DOCUMENT SECTION:
· · · · ·

East Germany countryside. Cool and wet. Exactly the way I want to be.
It's bad, folks. The Arizona fire has spread to New Mexico. We're losing our southwestern forests.
West Texas is burning. Every day, two to three new wildfires pop up all over Texas. No rain to even the odds.
So on top of the record-breaking triple digit heat, we have smoke. A hazy pall that's been accumulating for many months now. The desert-dry wind stirs it up, but it doesn't leave.
No rain to wash it out. None to keep the wild critters alive. I so hate it when it gets so hot and dry the birds walk around with their beaks open--too dry to close them.
Speaking of skyrockets, Austin's Fourth of July celebration has been cancelled due to extreme weather conditions. No fireworks, no orchestra at Auditorium Shores this year. Thank all the gods and goddesses for banning high-flying burning objects in our present tinderbox of a state. I shudder to think of how much of Austin would burn to ashes. Nor should 75 musicians have to swelter in concert black, fight the wind to keep the scores on the stands, and sit in uncomfortable chairs, in the dark...don't even think about the traffic and parking.
I've been into weather since I can remember. When I was a kid, it thrilled me, excited me. Even when lightning struck the utility pole I was standing in a puddle right next to. When our family outraced a tornado coming up over the hill.
I was convinced in 1970 that the US was already beyond squandering natural resources, corporations poisoned the water, air, and earth to profit greedy bad guys. No one was doing much of anything to fix it.

· · · · ·

DATA SUPPLIED:

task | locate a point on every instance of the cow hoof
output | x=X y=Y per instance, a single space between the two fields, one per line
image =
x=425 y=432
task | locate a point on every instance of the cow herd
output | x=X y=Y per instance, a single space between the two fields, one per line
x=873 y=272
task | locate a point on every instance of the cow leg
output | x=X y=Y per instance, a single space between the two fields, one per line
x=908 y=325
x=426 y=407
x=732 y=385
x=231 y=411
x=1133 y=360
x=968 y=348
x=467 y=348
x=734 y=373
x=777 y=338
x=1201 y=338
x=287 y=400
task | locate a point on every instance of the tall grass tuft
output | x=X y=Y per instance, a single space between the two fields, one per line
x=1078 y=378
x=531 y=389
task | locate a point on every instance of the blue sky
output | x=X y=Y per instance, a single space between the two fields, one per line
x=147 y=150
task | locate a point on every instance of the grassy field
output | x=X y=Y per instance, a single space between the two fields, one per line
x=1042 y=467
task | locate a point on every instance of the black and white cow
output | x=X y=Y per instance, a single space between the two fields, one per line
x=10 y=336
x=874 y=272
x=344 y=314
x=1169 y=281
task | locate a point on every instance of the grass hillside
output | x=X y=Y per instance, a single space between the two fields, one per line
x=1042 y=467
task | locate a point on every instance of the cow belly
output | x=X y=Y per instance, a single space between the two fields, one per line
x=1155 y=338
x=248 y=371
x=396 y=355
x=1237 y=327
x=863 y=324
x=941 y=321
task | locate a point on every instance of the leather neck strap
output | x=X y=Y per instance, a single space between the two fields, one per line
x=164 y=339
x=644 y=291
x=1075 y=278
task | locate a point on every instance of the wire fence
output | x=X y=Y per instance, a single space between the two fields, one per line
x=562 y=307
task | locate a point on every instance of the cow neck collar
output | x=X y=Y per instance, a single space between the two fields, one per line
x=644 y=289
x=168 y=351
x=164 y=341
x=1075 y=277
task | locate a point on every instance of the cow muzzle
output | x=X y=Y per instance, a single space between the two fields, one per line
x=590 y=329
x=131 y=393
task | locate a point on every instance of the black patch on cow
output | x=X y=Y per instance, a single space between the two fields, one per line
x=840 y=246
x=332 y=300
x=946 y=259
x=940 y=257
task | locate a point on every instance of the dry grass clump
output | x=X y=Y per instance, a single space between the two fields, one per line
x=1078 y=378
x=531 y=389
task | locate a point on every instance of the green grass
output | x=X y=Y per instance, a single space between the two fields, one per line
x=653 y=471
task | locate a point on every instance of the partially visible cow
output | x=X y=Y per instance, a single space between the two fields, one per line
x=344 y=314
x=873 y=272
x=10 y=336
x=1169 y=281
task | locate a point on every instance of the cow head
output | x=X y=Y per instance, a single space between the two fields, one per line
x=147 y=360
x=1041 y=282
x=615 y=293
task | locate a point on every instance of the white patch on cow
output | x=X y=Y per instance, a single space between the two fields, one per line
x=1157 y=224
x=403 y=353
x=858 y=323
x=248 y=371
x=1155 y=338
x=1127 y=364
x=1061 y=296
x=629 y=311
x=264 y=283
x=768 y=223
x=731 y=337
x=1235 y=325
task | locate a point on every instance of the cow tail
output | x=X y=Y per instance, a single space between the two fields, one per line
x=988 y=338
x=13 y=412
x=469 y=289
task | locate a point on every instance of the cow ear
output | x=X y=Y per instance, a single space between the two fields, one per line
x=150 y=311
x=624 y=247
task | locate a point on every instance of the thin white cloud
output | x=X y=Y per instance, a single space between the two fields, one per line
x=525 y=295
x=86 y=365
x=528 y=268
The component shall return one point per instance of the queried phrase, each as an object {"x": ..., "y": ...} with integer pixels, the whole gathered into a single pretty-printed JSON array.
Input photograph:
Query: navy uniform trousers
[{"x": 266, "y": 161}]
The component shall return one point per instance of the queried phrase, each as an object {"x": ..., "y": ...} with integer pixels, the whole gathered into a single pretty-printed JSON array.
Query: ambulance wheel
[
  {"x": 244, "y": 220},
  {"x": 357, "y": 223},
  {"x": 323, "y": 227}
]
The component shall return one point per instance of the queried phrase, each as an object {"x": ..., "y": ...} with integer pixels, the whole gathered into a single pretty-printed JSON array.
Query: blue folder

· · · · ·

DIRECTIONS: Why was Austin's Fourth of July celebration canceled, according to the post about Texas heat and wildfires?

SOLUTION: It was canceled due to extreme weather conditions.